_To do:_ Across the listing, tally the lines in which the word "table" occurs, then report the tally alone.

_Information supplied:_
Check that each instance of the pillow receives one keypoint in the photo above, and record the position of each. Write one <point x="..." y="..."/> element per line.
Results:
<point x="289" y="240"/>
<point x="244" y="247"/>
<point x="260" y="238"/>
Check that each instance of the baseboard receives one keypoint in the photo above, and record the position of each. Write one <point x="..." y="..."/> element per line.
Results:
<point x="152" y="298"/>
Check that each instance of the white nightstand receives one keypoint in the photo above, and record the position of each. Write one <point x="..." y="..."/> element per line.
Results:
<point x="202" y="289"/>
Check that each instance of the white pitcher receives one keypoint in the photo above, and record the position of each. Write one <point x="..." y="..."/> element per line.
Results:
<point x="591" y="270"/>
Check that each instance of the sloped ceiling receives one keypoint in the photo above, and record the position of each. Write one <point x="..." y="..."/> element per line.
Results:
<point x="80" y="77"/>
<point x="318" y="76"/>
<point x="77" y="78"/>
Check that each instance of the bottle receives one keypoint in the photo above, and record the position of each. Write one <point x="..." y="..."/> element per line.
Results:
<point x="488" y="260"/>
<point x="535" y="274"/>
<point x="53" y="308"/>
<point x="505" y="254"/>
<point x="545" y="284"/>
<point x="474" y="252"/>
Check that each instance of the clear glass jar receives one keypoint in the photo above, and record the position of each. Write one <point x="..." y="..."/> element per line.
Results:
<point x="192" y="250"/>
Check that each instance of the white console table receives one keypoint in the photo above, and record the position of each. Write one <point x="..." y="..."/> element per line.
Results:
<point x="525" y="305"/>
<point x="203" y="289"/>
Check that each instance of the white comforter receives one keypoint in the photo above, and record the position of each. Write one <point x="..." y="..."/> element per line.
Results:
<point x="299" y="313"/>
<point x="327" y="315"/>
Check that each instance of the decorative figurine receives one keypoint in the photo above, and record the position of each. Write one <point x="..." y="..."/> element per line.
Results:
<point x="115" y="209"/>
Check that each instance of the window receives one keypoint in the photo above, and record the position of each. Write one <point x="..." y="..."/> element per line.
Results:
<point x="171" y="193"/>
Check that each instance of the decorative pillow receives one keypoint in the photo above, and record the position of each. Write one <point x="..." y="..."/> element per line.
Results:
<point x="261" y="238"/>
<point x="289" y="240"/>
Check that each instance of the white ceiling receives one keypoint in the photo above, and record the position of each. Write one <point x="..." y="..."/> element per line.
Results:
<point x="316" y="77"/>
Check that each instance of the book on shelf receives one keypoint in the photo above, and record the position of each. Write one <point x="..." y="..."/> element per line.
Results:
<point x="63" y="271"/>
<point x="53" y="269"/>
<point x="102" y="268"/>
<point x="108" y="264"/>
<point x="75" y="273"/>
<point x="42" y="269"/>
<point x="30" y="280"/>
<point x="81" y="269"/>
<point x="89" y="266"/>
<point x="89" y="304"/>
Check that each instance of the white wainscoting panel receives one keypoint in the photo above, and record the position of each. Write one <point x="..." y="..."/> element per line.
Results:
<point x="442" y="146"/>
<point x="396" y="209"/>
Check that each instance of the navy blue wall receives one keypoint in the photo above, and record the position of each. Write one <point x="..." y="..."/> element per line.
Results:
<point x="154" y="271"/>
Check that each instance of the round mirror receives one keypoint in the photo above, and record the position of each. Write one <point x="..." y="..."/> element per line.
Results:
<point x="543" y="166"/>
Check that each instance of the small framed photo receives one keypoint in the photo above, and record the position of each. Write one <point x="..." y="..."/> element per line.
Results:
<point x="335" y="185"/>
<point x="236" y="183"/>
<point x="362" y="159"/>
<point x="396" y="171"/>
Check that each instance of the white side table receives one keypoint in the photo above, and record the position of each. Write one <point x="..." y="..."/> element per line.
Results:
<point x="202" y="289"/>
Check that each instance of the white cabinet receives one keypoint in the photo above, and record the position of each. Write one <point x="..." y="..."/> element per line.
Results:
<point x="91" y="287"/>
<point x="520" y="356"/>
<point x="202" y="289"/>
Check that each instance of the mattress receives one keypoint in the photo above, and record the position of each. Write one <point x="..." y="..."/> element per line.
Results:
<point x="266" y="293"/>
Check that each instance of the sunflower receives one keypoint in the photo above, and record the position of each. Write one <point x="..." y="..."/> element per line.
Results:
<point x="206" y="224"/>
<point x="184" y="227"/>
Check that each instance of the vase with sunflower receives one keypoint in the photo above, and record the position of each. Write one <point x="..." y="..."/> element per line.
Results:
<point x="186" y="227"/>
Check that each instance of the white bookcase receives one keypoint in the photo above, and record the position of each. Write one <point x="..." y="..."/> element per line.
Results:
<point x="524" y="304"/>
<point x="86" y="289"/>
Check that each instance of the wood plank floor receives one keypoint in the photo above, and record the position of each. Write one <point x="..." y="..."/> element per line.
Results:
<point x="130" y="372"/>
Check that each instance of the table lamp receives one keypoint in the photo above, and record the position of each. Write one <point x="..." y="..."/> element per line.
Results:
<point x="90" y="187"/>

_Written solution:_ 3